### Exercise prompt
Restate the full set of records exactly, word for word.

***** Data

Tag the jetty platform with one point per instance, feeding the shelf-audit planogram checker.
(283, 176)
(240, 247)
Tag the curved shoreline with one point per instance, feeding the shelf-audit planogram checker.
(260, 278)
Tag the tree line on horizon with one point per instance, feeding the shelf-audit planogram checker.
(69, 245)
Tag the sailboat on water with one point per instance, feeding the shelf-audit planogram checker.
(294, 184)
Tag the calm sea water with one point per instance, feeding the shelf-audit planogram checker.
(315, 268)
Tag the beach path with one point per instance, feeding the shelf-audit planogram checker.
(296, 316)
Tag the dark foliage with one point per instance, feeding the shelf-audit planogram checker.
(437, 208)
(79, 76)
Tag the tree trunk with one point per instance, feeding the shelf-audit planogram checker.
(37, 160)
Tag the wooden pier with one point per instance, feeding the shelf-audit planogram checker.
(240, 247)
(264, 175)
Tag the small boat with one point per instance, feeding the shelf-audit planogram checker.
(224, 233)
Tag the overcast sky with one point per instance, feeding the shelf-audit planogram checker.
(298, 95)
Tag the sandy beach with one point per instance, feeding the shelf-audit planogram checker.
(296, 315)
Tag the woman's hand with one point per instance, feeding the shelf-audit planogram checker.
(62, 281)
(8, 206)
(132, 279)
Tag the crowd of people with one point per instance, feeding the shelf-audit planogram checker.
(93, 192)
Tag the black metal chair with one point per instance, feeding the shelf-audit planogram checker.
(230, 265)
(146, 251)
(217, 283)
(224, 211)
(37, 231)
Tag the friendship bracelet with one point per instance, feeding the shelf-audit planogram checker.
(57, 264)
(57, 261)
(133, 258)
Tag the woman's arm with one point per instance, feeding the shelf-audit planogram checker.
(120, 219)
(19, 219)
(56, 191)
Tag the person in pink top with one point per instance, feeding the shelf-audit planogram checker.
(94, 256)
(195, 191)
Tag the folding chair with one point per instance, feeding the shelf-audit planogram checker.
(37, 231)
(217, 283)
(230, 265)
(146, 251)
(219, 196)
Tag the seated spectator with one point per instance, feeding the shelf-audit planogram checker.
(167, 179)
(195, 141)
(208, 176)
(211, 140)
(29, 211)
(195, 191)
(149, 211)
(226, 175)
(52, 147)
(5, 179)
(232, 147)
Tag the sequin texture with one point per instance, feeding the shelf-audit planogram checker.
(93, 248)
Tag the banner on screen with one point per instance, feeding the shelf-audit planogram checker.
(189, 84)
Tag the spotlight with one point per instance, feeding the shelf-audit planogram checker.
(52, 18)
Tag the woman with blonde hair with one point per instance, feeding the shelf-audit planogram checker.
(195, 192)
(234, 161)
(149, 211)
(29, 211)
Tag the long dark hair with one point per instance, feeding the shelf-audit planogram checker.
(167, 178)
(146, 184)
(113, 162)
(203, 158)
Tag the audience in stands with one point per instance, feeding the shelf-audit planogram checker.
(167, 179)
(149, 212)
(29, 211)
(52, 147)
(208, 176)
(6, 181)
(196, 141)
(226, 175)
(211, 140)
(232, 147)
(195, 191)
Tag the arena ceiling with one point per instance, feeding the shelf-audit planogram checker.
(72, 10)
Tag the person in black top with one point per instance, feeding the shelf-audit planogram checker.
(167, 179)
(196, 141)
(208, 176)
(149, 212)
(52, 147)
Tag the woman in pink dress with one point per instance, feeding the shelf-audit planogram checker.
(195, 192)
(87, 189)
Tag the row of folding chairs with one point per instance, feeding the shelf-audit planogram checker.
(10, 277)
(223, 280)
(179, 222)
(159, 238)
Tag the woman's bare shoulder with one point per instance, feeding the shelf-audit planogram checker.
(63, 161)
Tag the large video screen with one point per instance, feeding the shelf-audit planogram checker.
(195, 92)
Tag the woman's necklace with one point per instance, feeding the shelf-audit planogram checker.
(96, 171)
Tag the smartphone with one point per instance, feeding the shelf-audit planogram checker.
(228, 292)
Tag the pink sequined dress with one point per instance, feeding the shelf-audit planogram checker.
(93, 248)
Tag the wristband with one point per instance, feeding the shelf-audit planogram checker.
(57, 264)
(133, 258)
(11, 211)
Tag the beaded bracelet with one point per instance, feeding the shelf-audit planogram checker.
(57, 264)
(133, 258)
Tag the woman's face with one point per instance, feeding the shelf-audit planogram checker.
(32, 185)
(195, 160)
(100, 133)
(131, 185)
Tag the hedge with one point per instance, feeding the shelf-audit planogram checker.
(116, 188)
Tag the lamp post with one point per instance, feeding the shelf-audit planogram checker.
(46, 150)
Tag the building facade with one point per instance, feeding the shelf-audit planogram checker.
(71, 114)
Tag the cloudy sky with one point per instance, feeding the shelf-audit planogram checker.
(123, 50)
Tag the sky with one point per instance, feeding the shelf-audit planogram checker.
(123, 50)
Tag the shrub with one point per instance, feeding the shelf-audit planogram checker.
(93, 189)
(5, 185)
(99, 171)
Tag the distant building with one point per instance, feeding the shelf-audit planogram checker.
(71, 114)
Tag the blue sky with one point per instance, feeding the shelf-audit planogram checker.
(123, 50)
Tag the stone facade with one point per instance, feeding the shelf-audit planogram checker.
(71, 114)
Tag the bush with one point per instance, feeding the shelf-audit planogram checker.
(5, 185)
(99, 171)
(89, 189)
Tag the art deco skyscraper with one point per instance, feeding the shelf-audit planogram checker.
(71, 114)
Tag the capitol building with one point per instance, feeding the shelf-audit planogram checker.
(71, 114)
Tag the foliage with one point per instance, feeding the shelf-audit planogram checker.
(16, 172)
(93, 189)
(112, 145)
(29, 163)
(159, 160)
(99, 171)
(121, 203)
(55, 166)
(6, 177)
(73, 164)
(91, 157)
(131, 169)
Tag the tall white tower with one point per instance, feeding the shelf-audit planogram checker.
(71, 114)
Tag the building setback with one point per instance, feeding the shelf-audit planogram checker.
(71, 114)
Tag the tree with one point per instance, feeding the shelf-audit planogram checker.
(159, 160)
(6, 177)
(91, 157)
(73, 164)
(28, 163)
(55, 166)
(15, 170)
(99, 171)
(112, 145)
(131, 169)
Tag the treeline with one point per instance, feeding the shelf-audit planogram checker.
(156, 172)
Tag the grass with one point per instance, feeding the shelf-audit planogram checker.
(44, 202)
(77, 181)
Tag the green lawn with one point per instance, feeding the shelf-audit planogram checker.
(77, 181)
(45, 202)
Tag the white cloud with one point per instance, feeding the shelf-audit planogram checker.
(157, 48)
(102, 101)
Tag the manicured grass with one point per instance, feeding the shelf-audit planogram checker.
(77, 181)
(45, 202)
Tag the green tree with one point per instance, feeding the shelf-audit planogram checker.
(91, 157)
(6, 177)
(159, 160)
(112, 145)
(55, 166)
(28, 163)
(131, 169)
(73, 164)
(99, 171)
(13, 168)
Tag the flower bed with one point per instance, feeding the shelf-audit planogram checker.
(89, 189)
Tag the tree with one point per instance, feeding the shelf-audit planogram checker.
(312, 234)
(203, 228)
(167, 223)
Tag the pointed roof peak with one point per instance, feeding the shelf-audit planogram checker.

**********

### Task response
Tag the jetty platform with one point per instance, feeding the shelf-audit planogram checker.
(283, 176)
(240, 247)
Tag the curved shoreline with one point per instance, feeding the shelf-audit planogram checker.
(260, 278)
Tag the tree line on horizon with one point per instance, feeding the shelf-audit planogram checker.
(69, 245)
Tag the sailboat on water with one point per instance, feeding the shelf-audit planogram checker.
(294, 184)
Tag the calm sea water with one point per instance, feeding the shelf-audit planogram checker.
(315, 268)
Tag the beach path with one point per instance, feeding the shelf-audit planogram checker.
(296, 316)
Tag the dark foliage with one point per instance, feeding the shelf-audit planogram checker.
(437, 208)
(79, 76)
Tag the tree trunk with one point per instance, feeding the shelf-audit planogram checker.
(37, 160)
Tag the wooden pier with one point per instance, feeding the shelf-audit planogram checker.
(240, 247)
(264, 175)
Tag the small boat with one point per instance, feeding the shelf-audit planogram checker.
(224, 233)
Tag the overcast sky with one point per instance, feeding the shelf-audit planogram checker.
(298, 95)
Tag the sandy beach with one point per instance, feeding the shelf-audit planogram checker.
(296, 315)
Tag the woman's hand with one point per instance, feeding the shelf-audit planogram checker.
(62, 281)
(8, 206)
(132, 279)
Tag the crowd of people with one point per instance, feeding the shelf-audit planogram checker.
(93, 192)
Tag the black metal chair with one point per instance, feeding the shelf-audit planogram checker.
(230, 265)
(146, 251)
(217, 283)
(224, 211)
(37, 231)
Tag the friendship bracelet with one point per instance, feeding the shelf-audit planogram checker.
(57, 264)
(57, 261)
(133, 258)
Tag the woman's arm with one point per instance, feeding the shelf-audit planogram checker.
(120, 219)
(19, 219)
(56, 191)
Tag the person in pink top with one point per instance, feeding the shelf-audit planogram checker.
(94, 256)
(195, 191)
Tag the folding chair with one point per instance, feeding the shelf-audit planogram checker.
(37, 231)
(217, 283)
(230, 265)
(146, 251)
(219, 196)
Tag the seated spectator with one point per instance, feeding the shelf-audit planogram checker.
(167, 179)
(195, 141)
(208, 176)
(211, 140)
(29, 211)
(195, 191)
(149, 211)
(226, 175)
(52, 147)
(5, 179)
(232, 147)
Tag the sequin texture with one point per instance, feeding the shelf-audit planogram checker.
(93, 248)
Tag the banner on screen with one point per instance, feeding the shelf-audit planogram checker.
(189, 84)
Tag the spotlight with one point per instance, feeding the shelf-audit planogram checker.
(52, 18)
Tag the woman with blonde hair with one point per instance, feeding the shelf-audit planogram checker.
(195, 192)
(234, 161)
(149, 211)
(29, 211)
Tag the long dark hair with one point per instance, feeding the shelf-audit planogram checker.
(167, 178)
(146, 184)
(113, 162)
(203, 158)
Tag the audience in stands with one point per instance, feeding the shelf-audit planogram checker.
(167, 179)
(149, 212)
(29, 211)
(52, 147)
(208, 176)
(6, 181)
(196, 141)
(226, 175)
(211, 140)
(232, 147)
(195, 191)
Tag the arena ceiling with one point per instance, feeding the shelf-audit planogram checker.
(72, 10)
Tag the person in black top with one point per instance, feeding the shelf-audit planogram checker.
(167, 179)
(196, 141)
(208, 176)
(149, 212)
(52, 147)
Tag the woman in pink dress with one point per instance, feeding the shelf-audit planogram checker.
(195, 192)
(87, 189)
Tag the row of folding chairs with one point per instance, feeding the shelf-audit planogram checker.
(10, 277)
(223, 280)
(179, 222)
(159, 238)
Tag the woman's bare shoulder with one point per instance, feeding the shelf-audit planogram checker.
(63, 161)
Tag the large video screen with one point per instance, feeding the shelf-audit planogram checker.
(195, 92)
Tag the woman's necklace with one point per instance, feeding the shelf-audit planogram checker.
(96, 171)
Tag the smartphone with one point per instance, feeding the shelf-audit planogram checker.
(228, 292)
Tag the pink sequined dress with one point per instance, feeding the shelf-audit planogram checker.
(93, 248)
Tag the wristband with one point per instance, feeding the shelf-audit planogram checker.
(57, 264)
(133, 258)
(11, 211)
Tag the beaded bracelet with one point per instance, feeding the shelf-audit planogram checker.
(57, 264)
(133, 258)
Tag the woman's face with one point per instance, feeding the shelf-audit planogram checker.
(32, 185)
(195, 160)
(100, 133)
(131, 185)
Tag the hedge with one point per instance, feeding the shelf-audit planogram checker.
(116, 188)
Tag the lamp post with one point per instance, feeding the shelf-audit planogram checker.
(46, 150)
Tag the building facade with one point per instance, feeding the shelf-audit planogram checker.
(71, 114)
Tag the cloudy sky with one point per instance, feeding the shelf-audit planogram checker.
(123, 50)
Tag the sky with one point per instance, feeding the shelf-audit planogram checker.
(123, 50)
Tag the shrub with one point per instance, feeding the shelf-audit planogram checker.
(93, 189)
(5, 185)
(99, 171)
Tag the distant building with one point per instance, feeding the shelf-audit planogram checker.
(71, 114)
Tag the blue sky with one point per instance, feeding the shelf-audit planogram checker.
(123, 50)
Tag the stone facade with one point per instance, feeding the shelf-audit planogram checker.
(71, 114)
Tag the bush with one point per instance, feeding the shelf-audit planogram checker.
(5, 185)
(99, 171)
(89, 189)
Tag the art deco skyscraper with one point per instance, feeding the shelf-audit planogram checker.
(71, 114)
Tag the capitol building with one point per instance, feeding the shelf-audit planogram checker.
(71, 114)
Tag the foliage with one point per instance, feeding the shelf-audit planogram checker.
(16, 172)
(93, 189)
(112, 145)
(29, 163)
(159, 160)
(99, 171)
(121, 203)
(55, 166)
(6, 177)
(73, 164)
(91, 157)
(131, 169)
Tag the tall white tower with one point per instance, feeding the shelf-audit planogram checker.
(71, 114)
Tag the building setback with one point per instance, feeding the shelf-audit planogram checker.
(71, 114)
Tag the tree with one point per instance, feeding the shelf-audit planogram checker.
(159, 160)
(6, 177)
(91, 157)
(73, 164)
(28, 163)
(55, 166)
(15, 170)
(99, 171)
(112, 145)
(131, 169)
Tag the treeline with one point per instance, feeding the shelf-audit planogram checker.
(156, 172)
Tag the grass with one point per instance, feeding the shelf-audit planogram checker.
(44, 202)
(77, 181)
Tag the green lawn with one point per instance, feeding the shelf-audit planogram checker.
(77, 181)
(45, 202)
Tag the white cloud with one point per instance, feeding the shelf-audit planogram checker.
(157, 48)
(102, 101)
Tag the manicured grass with one point per instance, feeding the shelf-audit planogram checker.
(77, 181)
(45, 202)
Tag the green tree with one point per instance, feeding the shelf-audit planogram checker.
(91, 157)
(6, 177)
(159, 160)
(112, 145)
(55, 166)
(28, 163)
(131, 169)
(73, 164)
(99, 171)
(13, 168)
Tag the flower bed with one point per instance, feeding the shelf-audit planogram checker.
(89, 189)
Tag the tree with one point per instance, feeding the shelf-audit planogram checker.
(312, 234)
(203, 228)
(167, 223)
Tag the pointed roof peak with one point per instance, feeding the shelf-audit planogram checker.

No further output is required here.